--- Provided data Enclosed Below ---

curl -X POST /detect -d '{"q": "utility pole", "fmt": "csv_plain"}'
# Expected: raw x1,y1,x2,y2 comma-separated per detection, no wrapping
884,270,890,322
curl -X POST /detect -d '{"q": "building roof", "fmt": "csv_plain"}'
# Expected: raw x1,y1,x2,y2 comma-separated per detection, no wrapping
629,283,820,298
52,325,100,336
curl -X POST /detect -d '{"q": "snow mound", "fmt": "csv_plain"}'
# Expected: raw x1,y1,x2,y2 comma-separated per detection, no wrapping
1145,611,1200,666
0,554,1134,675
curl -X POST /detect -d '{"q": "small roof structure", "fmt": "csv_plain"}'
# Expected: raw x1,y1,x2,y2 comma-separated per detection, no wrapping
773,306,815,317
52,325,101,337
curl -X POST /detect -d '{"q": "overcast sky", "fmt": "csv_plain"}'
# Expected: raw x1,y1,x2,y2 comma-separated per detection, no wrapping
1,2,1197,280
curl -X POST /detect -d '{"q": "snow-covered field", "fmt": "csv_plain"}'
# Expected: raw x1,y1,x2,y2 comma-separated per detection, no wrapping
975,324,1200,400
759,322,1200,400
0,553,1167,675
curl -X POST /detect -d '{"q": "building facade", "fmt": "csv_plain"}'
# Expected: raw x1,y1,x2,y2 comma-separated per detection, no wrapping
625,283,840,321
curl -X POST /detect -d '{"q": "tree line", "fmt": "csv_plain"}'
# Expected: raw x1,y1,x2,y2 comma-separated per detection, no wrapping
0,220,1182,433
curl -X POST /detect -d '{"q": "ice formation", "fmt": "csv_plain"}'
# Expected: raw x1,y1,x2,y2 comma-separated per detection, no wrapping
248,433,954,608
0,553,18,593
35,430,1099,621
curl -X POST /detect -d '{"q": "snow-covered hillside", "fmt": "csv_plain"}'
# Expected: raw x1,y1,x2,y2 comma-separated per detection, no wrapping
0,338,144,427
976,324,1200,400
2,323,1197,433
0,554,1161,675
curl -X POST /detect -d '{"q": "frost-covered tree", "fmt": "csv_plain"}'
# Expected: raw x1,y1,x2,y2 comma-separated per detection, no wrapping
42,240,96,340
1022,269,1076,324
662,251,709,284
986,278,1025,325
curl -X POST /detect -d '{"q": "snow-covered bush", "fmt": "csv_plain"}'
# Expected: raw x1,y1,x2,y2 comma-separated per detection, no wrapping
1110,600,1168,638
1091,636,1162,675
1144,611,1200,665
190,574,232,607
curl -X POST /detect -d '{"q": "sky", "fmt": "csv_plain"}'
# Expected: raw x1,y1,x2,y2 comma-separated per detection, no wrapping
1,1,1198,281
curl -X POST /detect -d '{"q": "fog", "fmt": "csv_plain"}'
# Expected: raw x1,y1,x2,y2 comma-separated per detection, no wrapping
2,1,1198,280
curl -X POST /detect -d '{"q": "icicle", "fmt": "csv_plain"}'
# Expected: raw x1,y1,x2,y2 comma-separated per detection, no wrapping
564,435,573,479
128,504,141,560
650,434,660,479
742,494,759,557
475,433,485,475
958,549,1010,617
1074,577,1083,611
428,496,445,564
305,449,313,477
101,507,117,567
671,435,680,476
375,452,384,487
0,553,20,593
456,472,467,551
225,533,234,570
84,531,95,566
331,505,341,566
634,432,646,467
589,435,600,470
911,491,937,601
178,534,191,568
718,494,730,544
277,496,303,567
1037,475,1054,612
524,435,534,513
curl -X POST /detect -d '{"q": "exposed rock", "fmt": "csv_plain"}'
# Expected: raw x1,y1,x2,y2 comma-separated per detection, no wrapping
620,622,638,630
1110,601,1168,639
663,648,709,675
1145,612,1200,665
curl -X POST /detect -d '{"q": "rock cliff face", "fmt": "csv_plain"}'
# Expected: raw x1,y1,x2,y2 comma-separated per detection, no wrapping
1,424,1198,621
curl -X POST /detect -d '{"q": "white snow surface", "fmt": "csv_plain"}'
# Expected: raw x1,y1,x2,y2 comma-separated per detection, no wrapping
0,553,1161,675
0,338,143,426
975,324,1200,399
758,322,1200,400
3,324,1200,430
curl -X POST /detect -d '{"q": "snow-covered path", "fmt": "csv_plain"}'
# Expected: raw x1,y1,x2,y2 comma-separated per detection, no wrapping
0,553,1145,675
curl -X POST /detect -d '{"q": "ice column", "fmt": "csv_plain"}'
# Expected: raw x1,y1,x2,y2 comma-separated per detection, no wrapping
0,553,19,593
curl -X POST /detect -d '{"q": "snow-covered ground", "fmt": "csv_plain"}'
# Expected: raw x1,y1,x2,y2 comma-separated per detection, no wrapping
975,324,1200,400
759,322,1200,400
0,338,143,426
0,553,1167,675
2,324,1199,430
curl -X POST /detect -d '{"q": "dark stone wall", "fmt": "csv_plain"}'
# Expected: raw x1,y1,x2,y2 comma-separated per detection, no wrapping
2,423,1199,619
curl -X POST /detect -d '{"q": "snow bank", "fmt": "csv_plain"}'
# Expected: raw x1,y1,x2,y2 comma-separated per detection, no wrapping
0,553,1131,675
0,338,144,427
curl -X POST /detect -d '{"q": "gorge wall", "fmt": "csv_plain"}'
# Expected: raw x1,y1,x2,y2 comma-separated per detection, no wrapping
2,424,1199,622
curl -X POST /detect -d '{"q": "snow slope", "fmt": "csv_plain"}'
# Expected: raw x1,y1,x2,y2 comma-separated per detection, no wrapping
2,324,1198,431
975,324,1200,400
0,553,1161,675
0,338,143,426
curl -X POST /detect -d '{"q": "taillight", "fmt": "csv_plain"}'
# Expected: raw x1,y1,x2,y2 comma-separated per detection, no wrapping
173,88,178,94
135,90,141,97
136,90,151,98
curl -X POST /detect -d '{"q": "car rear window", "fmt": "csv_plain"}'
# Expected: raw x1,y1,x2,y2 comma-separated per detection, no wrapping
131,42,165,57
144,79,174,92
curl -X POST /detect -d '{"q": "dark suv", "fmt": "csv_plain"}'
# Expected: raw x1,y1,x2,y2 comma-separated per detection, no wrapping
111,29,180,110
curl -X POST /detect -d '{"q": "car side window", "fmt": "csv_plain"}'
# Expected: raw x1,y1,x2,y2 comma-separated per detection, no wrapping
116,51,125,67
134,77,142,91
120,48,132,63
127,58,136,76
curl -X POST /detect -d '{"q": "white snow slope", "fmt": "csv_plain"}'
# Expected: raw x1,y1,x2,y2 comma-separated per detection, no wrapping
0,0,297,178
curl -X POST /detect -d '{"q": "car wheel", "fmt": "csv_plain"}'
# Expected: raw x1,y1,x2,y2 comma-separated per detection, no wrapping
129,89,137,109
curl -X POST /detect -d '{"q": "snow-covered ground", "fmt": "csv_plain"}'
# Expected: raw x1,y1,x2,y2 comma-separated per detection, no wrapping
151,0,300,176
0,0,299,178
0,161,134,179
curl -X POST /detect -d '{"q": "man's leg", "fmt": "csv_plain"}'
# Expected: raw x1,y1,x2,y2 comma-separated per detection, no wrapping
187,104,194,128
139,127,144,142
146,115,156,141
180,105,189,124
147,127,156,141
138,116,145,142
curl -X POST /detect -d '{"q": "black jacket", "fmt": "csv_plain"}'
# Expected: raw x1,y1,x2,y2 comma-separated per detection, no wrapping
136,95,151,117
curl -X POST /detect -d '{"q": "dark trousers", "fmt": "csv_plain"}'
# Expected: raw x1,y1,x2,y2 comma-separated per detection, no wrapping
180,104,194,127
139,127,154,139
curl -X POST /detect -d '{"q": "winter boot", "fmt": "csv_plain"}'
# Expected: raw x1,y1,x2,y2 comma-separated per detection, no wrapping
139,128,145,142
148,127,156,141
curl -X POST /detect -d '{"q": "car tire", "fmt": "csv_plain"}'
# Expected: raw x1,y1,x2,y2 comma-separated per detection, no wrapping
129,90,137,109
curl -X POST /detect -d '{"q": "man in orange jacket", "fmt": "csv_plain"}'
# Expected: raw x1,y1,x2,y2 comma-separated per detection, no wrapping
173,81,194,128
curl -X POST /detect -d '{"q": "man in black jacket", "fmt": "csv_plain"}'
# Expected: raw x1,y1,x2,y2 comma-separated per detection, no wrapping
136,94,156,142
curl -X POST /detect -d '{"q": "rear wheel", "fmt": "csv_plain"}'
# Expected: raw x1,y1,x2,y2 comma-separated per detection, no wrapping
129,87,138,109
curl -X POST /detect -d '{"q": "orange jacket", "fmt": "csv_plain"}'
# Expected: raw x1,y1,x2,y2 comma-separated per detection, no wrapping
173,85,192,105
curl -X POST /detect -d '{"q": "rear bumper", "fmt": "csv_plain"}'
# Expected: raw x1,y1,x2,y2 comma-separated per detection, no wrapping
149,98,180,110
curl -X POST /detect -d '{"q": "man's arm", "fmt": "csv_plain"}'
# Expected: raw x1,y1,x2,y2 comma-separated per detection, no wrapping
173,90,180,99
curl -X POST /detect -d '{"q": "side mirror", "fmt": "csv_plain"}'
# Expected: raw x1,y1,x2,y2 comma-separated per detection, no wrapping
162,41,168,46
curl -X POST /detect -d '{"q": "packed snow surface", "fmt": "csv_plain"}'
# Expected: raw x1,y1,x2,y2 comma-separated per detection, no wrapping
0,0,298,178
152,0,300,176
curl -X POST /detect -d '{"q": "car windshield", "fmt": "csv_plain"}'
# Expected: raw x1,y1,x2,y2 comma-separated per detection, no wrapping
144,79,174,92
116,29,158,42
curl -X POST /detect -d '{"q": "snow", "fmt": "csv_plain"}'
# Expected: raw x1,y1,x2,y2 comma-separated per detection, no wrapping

--- End of Enclosed Provided data ---

The problem:
A line in the material may hold the string "surface". Report how many do, and write only the number.

Reply:
2